▶ GIVEN RECORDS

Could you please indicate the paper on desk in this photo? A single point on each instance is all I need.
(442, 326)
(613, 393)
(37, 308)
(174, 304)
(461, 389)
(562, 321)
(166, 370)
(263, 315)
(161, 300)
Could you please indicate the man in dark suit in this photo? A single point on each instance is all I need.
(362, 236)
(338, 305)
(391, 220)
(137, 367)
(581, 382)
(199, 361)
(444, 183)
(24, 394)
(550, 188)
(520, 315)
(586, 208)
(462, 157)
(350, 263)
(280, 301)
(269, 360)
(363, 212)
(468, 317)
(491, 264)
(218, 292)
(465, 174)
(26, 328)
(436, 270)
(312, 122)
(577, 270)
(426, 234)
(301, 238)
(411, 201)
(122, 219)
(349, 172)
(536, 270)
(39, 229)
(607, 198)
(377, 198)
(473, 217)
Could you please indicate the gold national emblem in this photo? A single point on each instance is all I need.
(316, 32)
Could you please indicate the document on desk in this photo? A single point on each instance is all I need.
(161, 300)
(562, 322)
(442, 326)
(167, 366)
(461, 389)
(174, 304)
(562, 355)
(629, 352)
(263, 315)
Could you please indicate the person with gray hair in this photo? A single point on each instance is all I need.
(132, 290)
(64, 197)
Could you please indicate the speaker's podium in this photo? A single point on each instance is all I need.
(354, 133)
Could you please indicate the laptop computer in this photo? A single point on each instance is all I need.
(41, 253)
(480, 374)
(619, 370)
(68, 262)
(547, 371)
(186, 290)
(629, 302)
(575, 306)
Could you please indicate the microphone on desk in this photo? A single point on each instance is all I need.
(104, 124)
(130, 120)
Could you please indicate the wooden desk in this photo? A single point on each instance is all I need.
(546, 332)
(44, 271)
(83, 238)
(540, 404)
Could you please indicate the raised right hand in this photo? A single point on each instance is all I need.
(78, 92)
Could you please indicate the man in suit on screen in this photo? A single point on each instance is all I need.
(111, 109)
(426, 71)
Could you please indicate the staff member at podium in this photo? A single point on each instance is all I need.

▶ WHAT IS ASKED
Reproduce all of the data above line for line, with no changes.

▶ SOLUTION TO THIS TASK
Could you please indicate the paper on desk in this photo? A single point on each instance is all I need.
(442, 326)
(613, 393)
(37, 308)
(174, 304)
(461, 389)
(562, 321)
(166, 370)
(263, 315)
(161, 300)
Could you please indicate the man in dark suit in this photo? A single point on each instance is all I need.
(362, 236)
(338, 305)
(391, 220)
(137, 367)
(581, 382)
(199, 361)
(444, 183)
(24, 394)
(550, 188)
(520, 315)
(586, 208)
(462, 157)
(350, 263)
(280, 301)
(269, 360)
(363, 212)
(468, 317)
(491, 264)
(218, 292)
(465, 174)
(26, 328)
(436, 270)
(312, 122)
(577, 270)
(426, 234)
(301, 238)
(411, 201)
(122, 219)
(349, 172)
(536, 270)
(39, 229)
(607, 198)
(377, 198)
(473, 217)
Could you please indicate the gold national emblem in this photo? A single point on each instance is all I need.
(316, 32)
Could you please indicate the document on desk in this photo? A single point on each instance is all I need.
(161, 300)
(562, 322)
(442, 326)
(167, 366)
(461, 389)
(174, 304)
(562, 355)
(629, 352)
(263, 315)
Could you please indicate the person with gray hair in this photo? A single point on each instance is all I need.
(132, 290)
(64, 197)
Could you please indicate the speaker's podium in this photo? A single point on each instance is all I need.
(354, 133)
Could you please indicate the laptop computer in this photo? A single point on each instance is all I need.
(41, 253)
(480, 374)
(619, 370)
(68, 262)
(547, 371)
(186, 290)
(629, 302)
(575, 306)
Could you please indicate the microphone on desk in this photo? A single point on each instance is all I need.
(104, 124)
(130, 120)
Could you please indicate the wooden desk in this photo? A single point on each instance is all I need.
(546, 332)
(44, 271)
(83, 238)
(540, 404)
Could you please indicate the raised right hand in this photo? A single point on each instance is all I need.
(78, 92)
Could you please indicate the man in suit on screen in this photo? A single point on each instance is all I need.
(111, 109)
(426, 71)
Could you please indicate the staff member at podium in this photo? A single point on each instance is all I need.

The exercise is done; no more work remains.